**TASK REQUIREMENTS**
Format every line of the data below as a JSON list of strings, one string per line, leaving out any blank lines.

**ROWS**

<<<<

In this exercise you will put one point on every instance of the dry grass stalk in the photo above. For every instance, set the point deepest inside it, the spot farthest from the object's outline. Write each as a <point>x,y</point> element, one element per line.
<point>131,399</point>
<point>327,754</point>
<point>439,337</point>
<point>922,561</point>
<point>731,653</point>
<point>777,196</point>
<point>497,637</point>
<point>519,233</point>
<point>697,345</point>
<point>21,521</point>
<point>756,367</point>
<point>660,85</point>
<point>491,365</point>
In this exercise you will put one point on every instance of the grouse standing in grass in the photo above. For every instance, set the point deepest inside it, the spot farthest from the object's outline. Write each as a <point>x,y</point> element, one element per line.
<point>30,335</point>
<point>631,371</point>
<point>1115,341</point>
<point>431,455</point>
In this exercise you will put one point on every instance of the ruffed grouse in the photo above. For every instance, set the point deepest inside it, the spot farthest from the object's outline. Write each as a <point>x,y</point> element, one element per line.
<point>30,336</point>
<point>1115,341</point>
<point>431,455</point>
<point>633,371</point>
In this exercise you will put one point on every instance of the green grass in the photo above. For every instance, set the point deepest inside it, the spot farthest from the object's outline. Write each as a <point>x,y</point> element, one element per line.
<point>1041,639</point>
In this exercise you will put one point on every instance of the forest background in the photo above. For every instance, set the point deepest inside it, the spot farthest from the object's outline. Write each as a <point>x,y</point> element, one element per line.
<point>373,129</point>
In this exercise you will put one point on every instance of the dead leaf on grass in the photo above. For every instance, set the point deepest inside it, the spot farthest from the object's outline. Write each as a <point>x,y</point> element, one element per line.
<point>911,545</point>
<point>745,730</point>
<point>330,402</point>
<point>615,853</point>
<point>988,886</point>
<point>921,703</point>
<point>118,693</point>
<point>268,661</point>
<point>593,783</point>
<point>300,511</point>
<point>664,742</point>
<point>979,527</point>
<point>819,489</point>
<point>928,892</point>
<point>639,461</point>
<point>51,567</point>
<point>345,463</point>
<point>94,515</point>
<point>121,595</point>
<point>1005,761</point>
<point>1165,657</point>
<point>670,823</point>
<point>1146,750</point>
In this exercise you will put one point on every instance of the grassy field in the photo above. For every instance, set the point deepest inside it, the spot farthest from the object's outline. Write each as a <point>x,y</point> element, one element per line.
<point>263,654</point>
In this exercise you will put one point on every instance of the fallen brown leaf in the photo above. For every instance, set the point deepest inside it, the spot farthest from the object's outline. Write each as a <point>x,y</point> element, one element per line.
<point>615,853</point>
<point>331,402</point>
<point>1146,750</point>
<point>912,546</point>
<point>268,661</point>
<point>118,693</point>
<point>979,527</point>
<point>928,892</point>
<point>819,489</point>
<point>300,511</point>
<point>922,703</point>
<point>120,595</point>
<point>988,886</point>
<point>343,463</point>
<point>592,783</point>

>>>>

**OUTPUT BELOW**
[
  "In this exercise you will put one point on every instance of the dry grass stalk in the photo above. For every instance, set the point deepest inside it, the spot farthest from the object's outline. Write each as a <point>x,y</point> element, one element per line.",
  "<point>131,399</point>",
  "<point>327,754</point>",
  "<point>439,337</point>",
  "<point>922,561</point>",
  "<point>731,653</point>",
  "<point>777,196</point>",
  "<point>497,637</point>",
  "<point>519,233</point>",
  "<point>697,345</point>",
  "<point>21,521</point>",
  "<point>756,367</point>",
  "<point>660,85</point>",
  "<point>491,365</point>",
  "In this exercise you will put one point on every instance of the grouse standing in grass in the photo above. For every instance, set the point deepest inside it, the spot farthest from the object's outline. Write each as a <point>x,y</point> element, one element per line.",
  "<point>30,335</point>",
  "<point>631,371</point>",
  "<point>1115,341</point>",
  "<point>431,455</point>",
  "In this exercise you will put one point on every instance of the ruffed grouse in the photo above. For every instance, set the point deepest inside it, the spot farthest from the object's outline. Write each as a <point>x,y</point> element, one element per line.",
  "<point>30,336</point>",
  "<point>1115,341</point>",
  "<point>431,455</point>",
  "<point>633,371</point>",
  "In this exercise you will put one point on every instance of the green grass in the photo above. For every instance, set the point deepest inside it, the spot farthest from the object's outline. Write each as a <point>x,y</point> element, one element per line.",
  "<point>1041,639</point>",
  "In this exercise you will put one point on every instance of the forest background in the photo above. For every instance, set the point deepest inside it, the spot farthest from the object's outline. Write each as a <point>x,y</point> element, one element per line.",
  "<point>373,129</point>",
  "In this exercise you will put one point on every instance of the dead leaf on grass in the photo above. For every instance, set the point deepest inside it, the spot farthest from the object's outline. Write each as a <point>x,y</point> element, one element per line.",
  "<point>911,545</point>",
  "<point>745,730</point>",
  "<point>330,402</point>",
  "<point>615,853</point>",
  "<point>988,886</point>",
  "<point>921,703</point>",
  "<point>118,693</point>",
  "<point>268,661</point>",
  "<point>593,783</point>",
  "<point>300,511</point>",
  "<point>664,742</point>",
  "<point>979,527</point>",
  "<point>819,489</point>",
  "<point>928,892</point>",
  "<point>639,461</point>",
  "<point>51,567</point>",
  "<point>345,463</point>",
  "<point>94,515</point>",
  "<point>121,595</point>",
  "<point>1005,761</point>",
  "<point>1165,657</point>",
  "<point>670,823</point>",
  "<point>1146,750</point>",
  "In this exercise you will put one point on every instance of the grassy field in the photo above. For every instance, set the point deepest inside it, the spot farthest from the object's outline. Write each as a <point>x,y</point> element, one element per line.",
  "<point>263,654</point>",
  "In this exercise you will put one point on every instance of the fallen brown leaf in the photo above. For every instance, set the point deepest inside it, the spot farthest from the object's outline. Write each as a <point>x,y</point> element, one element per line.",
  "<point>615,853</point>",
  "<point>331,402</point>",
  "<point>1146,750</point>",
  "<point>912,546</point>",
  "<point>268,661</point>",
  "<point>118,693</point>",
  "<point>979,527</point>",
  "<point>928,892</point>",
  "<point>819,489</point>",
  "<point>300,511</point>",
  "<point>922,703</point>",
  "<point>120,595</point>",
  "<point>988,886</point>",
  "<point>343,463</point>",
  "<point>592,783</point>"
]